#### [Text segment]
I think the only safe way to ensure there is no side effect while sharing
the cache is to use ref count.

BTW, the discussion we are having here is exactly the reason that I prefer
option 3. From technical perspective option 3 solves all the concerns.

Thanks,

Jiangjie (Becket) Qin


On Tue, Jan 8, 2019 at 8:41 PM Piotr Nowojski  wrote:

> Hi,
>
> I think that introducing ref counting could be confusing and it will be
> error prone, since Flink-table’s users are not used to closing/releasing
> resources. I was more objecting placing the
> `uncache()`/`dropCache()`/`releaseCache()` (releaseCache sounds best to me)
> as a method in the “Table”. It might be not obvious that it will drop the
> cache for all of the usages of the given table. For example:
>
> public void foo(Table t) {
>  // …
>  t.releaseCache();
> }
>
> public void bar(Table t) {
>   // ...
> }
>
> Table a = …
> val cachedA = a.cache()
>
> foo(cachedA)
> bar(cachedA)
>
>
> My problem with above example is that `t.releaseCache()` call is not doing
> the best possible job in communicating to the user that it will have a side
> effects for other places, like `bar(cachedA)` call. Something like this
> might be a better (not perfect, but just a bit better):
>
> public void foo(Table t, CacheService cacheService) {
>  // …
>  cacheService.releaseCacheFor(t);
> }
>
> Table a = …
> val cachedA = a.cache()
>
> foo(cachedA, env.getCacheService())

#### [What to do]
Reproduce the part of the cache discussion that begins at the words "On Tue, Jan" and stops after the words "best to me)", keeping every character unchanged.

#### [Given entries]
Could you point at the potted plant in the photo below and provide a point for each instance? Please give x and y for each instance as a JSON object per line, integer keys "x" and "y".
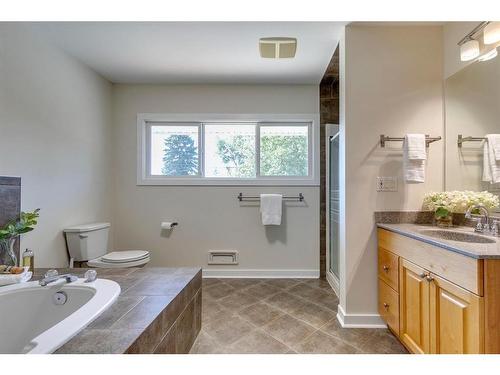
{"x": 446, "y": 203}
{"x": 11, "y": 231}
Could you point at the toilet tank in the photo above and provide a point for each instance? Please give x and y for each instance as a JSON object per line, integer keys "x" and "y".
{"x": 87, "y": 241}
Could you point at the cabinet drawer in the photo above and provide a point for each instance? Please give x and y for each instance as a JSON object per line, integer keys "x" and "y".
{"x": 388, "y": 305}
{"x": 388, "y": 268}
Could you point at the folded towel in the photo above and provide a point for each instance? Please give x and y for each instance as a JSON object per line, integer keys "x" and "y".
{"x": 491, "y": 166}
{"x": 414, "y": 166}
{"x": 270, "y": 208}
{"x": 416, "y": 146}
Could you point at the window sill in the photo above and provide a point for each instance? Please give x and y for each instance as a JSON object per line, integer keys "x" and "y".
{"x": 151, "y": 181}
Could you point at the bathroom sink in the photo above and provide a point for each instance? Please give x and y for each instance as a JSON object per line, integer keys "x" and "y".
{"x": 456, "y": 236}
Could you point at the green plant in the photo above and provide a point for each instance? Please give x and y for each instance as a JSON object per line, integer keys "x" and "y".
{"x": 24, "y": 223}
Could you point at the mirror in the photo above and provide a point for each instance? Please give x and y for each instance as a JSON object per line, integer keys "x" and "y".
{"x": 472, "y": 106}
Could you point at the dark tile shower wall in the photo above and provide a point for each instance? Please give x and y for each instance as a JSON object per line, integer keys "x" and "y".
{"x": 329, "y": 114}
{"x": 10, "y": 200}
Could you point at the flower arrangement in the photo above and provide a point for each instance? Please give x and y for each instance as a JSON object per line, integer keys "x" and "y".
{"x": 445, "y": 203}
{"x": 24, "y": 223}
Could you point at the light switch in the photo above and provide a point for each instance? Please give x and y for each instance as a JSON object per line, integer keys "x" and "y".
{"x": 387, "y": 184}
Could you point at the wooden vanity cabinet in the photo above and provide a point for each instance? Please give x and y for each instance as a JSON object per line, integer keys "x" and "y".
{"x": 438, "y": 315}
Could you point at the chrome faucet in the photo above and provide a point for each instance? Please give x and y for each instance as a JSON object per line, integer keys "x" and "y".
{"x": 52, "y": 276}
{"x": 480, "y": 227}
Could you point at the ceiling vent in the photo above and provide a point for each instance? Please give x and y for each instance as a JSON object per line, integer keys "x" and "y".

#### [Written answer]
On Tue, Jan 8, 2019 at 8:41 PM Piotr Nowojski  wrote:

> Hi,
>
> I think that introducing ref counting could be confusing and it will be
> error prone, since Flink-table’s users are not used to closing/releasing
> resources. I was more objecting placing the
> `uncache()`/`dropCache()`/`releaseCache()` (releaseCache sounds best to me)